- Opening Delimiter -
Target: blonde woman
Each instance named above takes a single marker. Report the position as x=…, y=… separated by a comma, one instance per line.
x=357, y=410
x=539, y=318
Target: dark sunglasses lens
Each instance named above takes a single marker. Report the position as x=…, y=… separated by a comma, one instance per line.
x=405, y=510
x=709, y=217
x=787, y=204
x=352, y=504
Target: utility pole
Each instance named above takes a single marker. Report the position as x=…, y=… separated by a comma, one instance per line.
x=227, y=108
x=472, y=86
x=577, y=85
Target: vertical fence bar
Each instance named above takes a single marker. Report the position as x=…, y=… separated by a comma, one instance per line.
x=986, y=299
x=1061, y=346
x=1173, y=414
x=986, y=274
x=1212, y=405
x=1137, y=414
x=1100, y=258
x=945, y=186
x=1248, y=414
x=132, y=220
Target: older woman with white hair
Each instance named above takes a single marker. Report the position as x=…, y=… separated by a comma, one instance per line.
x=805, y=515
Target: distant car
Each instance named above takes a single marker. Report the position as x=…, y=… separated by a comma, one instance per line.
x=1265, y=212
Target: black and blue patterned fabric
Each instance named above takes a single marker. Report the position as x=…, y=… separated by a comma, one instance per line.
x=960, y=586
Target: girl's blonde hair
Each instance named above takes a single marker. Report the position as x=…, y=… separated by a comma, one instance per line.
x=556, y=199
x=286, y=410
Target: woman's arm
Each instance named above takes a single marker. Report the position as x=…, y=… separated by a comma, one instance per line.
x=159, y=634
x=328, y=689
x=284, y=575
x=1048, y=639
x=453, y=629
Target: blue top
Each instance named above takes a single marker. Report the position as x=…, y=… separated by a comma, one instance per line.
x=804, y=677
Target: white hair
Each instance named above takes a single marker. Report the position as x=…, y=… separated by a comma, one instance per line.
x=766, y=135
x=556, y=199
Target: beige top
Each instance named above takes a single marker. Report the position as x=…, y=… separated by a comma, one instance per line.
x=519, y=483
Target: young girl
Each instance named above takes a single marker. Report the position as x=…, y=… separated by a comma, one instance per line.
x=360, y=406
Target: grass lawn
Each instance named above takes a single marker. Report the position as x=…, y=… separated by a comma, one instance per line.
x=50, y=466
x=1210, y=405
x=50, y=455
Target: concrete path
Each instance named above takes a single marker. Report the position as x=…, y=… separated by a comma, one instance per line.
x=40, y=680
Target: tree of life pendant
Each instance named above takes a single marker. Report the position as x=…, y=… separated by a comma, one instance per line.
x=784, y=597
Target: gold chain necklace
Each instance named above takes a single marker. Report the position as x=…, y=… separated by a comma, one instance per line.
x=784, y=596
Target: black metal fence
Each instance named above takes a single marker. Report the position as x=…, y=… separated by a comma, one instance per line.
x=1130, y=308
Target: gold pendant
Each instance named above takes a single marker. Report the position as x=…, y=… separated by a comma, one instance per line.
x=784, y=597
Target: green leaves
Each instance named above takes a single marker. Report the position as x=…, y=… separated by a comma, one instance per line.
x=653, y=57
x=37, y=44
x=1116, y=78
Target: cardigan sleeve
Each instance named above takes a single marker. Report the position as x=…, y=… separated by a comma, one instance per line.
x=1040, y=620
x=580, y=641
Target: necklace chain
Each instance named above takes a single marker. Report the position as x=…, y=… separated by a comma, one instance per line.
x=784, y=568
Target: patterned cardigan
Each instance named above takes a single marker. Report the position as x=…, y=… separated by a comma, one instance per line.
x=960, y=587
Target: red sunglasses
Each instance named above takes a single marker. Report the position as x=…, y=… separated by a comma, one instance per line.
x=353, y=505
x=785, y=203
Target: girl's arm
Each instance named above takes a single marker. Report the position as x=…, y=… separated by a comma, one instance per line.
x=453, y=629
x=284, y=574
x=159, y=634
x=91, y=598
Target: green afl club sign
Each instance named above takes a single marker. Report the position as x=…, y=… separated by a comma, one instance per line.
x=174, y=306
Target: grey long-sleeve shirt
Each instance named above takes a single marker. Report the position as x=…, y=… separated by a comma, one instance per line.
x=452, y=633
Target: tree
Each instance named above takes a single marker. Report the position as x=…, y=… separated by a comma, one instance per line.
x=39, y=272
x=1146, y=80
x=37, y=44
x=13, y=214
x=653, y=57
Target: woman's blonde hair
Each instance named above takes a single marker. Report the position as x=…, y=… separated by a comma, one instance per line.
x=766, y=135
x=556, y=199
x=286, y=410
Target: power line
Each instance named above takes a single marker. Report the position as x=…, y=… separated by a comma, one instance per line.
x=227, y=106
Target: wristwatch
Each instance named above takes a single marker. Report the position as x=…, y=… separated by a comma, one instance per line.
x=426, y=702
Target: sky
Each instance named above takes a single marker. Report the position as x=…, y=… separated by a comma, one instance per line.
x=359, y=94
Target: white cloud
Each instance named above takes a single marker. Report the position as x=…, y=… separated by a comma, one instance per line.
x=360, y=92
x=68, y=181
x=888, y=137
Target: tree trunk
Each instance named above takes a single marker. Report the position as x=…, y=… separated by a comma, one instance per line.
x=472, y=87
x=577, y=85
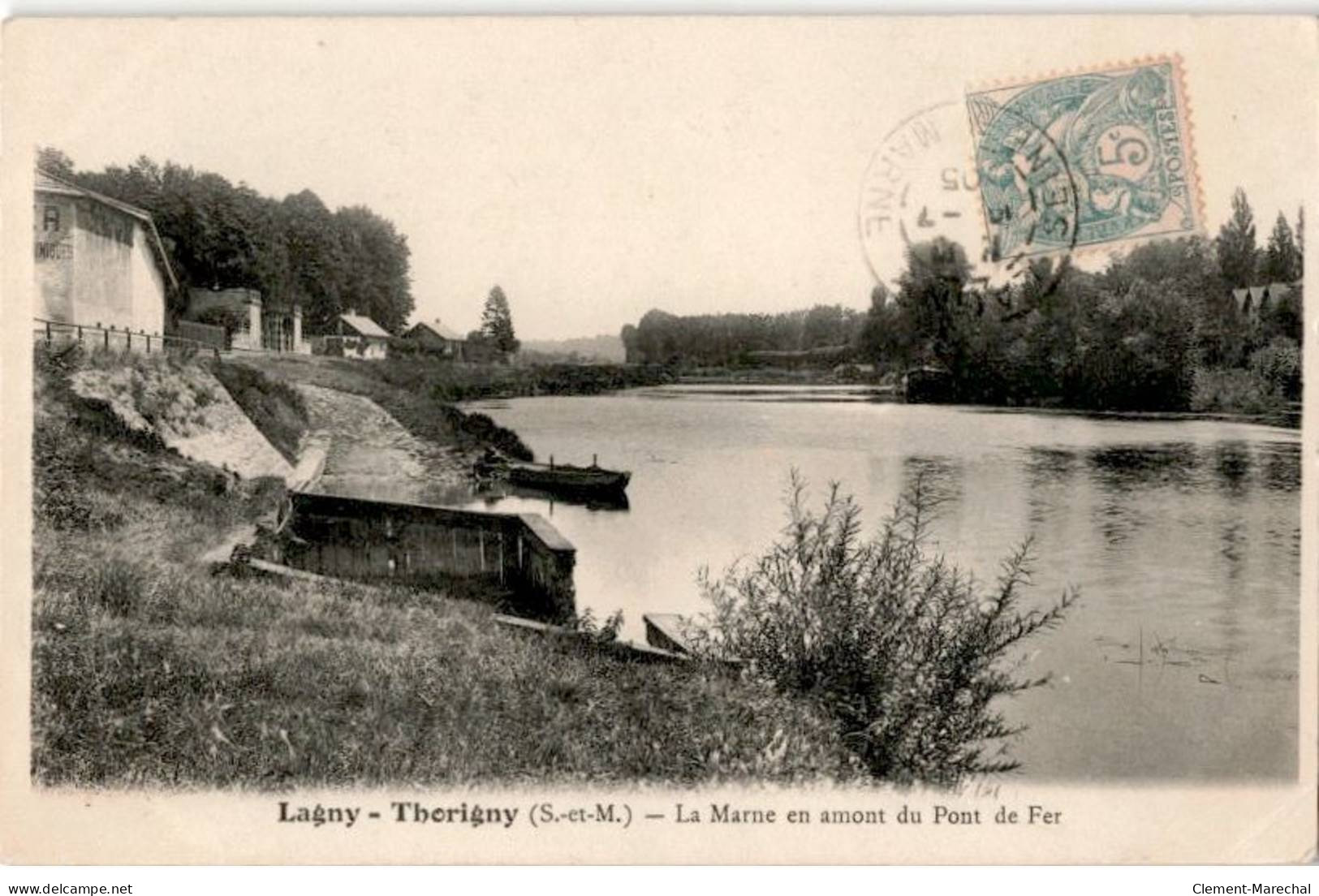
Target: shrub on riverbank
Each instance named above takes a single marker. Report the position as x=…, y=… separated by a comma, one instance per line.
x=901, y=648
- Closing Delimiter -
» What is expected:
If a line in the listing contains the string "girl", copy it.

» Task solution:
Target: girl's blonde hair
Target: young girl
Target: girl's arm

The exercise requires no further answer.